Problem to work on:
Write out again only the lines running from the one that contains "Indicate the pendant" to the end of the records below, including both the first and the last.

[Start of section]

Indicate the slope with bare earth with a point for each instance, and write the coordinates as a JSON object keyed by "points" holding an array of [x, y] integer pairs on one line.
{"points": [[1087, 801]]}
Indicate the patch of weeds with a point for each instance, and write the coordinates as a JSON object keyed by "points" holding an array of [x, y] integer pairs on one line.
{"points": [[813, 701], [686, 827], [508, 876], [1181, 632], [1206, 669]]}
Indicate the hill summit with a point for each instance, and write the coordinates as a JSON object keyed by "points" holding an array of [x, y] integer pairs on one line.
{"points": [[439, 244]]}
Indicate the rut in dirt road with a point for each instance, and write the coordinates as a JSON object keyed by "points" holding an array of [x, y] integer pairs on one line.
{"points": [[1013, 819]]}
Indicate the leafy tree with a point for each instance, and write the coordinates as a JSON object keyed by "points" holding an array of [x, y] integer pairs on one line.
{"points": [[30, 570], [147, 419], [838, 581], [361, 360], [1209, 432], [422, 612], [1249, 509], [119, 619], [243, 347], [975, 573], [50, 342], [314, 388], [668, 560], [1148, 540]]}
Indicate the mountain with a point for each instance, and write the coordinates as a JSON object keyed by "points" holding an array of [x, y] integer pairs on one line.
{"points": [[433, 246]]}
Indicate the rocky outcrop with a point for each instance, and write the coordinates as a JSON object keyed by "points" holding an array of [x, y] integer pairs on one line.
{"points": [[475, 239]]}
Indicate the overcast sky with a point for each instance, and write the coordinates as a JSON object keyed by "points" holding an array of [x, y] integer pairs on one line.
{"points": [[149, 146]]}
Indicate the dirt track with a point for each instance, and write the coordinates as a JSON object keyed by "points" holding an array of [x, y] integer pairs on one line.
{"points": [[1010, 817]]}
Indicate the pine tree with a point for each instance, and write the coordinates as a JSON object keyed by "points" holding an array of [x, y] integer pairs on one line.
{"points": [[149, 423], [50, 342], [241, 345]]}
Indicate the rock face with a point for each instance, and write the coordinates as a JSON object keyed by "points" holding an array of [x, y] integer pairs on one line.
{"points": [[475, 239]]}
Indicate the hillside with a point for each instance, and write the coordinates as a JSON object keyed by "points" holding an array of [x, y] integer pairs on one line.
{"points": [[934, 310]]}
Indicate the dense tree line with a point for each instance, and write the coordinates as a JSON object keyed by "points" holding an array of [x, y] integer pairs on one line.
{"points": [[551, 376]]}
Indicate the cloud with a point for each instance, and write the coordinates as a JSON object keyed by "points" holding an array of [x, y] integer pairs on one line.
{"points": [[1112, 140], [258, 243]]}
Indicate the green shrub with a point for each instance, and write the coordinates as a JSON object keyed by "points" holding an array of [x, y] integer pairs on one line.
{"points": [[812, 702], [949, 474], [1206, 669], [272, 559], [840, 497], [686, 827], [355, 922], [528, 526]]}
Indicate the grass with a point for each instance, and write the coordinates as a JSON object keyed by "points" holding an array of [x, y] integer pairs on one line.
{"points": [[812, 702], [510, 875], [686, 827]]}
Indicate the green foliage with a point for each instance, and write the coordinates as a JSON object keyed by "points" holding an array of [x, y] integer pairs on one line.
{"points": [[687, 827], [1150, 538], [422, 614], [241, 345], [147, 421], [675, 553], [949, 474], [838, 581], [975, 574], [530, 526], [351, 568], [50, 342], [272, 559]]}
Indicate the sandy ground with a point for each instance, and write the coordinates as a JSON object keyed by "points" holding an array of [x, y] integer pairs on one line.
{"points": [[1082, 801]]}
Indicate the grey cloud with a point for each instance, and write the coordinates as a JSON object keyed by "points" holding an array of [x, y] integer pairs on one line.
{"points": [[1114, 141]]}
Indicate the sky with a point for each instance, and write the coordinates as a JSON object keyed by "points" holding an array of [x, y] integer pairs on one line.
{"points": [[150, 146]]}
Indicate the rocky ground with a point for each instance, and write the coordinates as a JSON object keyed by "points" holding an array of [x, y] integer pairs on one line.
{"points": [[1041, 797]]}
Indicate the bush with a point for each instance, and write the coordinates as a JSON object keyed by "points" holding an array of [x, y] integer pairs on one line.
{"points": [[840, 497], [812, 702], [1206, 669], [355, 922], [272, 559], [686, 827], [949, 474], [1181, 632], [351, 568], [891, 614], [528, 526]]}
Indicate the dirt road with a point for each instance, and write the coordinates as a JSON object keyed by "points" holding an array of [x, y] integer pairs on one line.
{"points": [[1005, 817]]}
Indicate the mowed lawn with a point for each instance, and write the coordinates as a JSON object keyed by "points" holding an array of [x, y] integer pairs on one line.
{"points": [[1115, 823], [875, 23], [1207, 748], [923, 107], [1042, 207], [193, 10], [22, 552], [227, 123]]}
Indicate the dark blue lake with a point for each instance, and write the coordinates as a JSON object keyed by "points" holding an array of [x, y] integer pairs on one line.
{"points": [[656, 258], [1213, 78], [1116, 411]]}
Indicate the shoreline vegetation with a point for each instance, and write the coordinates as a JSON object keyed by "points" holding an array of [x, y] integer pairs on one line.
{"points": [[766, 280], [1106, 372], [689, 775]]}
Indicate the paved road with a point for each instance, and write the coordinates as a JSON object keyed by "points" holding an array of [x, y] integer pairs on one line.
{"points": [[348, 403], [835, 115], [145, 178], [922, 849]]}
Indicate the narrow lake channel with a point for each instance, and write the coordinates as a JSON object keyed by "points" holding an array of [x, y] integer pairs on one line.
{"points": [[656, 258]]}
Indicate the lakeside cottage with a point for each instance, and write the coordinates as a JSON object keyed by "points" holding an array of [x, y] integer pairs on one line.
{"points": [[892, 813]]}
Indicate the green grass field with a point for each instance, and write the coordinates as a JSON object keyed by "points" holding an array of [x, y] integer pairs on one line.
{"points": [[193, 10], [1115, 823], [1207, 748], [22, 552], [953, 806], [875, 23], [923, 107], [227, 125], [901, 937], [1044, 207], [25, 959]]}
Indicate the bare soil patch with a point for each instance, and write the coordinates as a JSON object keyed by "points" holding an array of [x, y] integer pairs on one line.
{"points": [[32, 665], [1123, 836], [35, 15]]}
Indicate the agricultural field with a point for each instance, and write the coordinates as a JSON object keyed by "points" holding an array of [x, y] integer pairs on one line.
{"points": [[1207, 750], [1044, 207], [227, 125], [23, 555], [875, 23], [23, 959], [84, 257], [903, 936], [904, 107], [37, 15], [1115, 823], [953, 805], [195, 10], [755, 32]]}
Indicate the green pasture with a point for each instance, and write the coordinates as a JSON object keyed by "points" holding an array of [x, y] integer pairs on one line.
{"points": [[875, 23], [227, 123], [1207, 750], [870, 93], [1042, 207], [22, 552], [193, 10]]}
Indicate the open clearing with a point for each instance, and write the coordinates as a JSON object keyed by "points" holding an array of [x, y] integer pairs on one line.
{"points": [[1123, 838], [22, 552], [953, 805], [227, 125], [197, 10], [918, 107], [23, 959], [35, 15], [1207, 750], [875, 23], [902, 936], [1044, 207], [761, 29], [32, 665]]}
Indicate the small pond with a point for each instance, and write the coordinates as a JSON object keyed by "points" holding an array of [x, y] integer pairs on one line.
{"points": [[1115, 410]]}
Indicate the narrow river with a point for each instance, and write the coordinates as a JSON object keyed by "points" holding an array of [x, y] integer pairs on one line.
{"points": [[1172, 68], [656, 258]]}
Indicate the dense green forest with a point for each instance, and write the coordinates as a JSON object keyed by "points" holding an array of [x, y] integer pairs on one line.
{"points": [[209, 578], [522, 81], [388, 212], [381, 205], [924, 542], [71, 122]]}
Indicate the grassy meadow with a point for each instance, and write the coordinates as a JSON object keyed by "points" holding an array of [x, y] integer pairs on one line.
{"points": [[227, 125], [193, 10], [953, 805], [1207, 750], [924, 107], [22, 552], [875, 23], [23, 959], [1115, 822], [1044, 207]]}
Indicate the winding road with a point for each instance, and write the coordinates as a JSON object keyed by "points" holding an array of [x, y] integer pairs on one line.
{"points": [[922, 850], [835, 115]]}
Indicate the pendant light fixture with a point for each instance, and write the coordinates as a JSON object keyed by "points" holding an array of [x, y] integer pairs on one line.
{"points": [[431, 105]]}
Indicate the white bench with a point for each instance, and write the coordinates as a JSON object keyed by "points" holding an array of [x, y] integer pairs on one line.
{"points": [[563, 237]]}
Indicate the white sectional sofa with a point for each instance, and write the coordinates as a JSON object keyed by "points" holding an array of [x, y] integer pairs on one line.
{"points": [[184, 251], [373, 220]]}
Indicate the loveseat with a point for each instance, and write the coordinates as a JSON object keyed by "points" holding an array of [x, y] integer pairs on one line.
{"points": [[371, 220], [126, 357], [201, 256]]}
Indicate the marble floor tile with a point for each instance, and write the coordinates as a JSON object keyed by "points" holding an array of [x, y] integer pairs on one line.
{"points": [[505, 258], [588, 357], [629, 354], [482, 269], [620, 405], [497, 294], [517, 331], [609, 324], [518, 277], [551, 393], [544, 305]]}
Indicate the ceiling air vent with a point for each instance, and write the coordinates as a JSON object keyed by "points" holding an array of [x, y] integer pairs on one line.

[End of section]

Reply to the exercise:
Indicate the pendant light fixture with a point for each instance, and write the coordinates as a JSON object keyed by "points" holding an array of [x, y] integer pairs on one line.
{"points": [[431, 105]]}
Indicate the white bench with a point for each instance, and write the coordinates as a JSON object keyed by "points" holding an array of [x, y] integer pairs on one line.
{"points": [[563, 237]]}
Indicate the white sectional sofa with a point for each instance, and write the coordinates as a JSON object keyed by "points" holding an array of [x, y] integer pairs on one line.
{"points": [[184, 251], [373, 220]]}
Indicate the loveseat with a point for each instance, and write the coordinates as a JSON object keyed by "points" holding an array of [x, y] integer pairs on one line.
{"points": [[371, 220], [126, 357], [201, 256]]}
Indicate the marble floor tile with a point for each instance, and write the coordinates as a JSON object keyed by "points" holding an array of [x, y] integer pairs on one line.
{"points": [[505, 258], [588, 357], [629, 354], [482, 269], [620, 405], [497, 294], [517, 331], [609, 324], [518, 277], [551, 393], [544, 305]]}
Indicate the ceiling air vent with a point for each instance, and write the coordinates as a JSON object keyed by "points" holding an array of [x, y] integer pairs on one line.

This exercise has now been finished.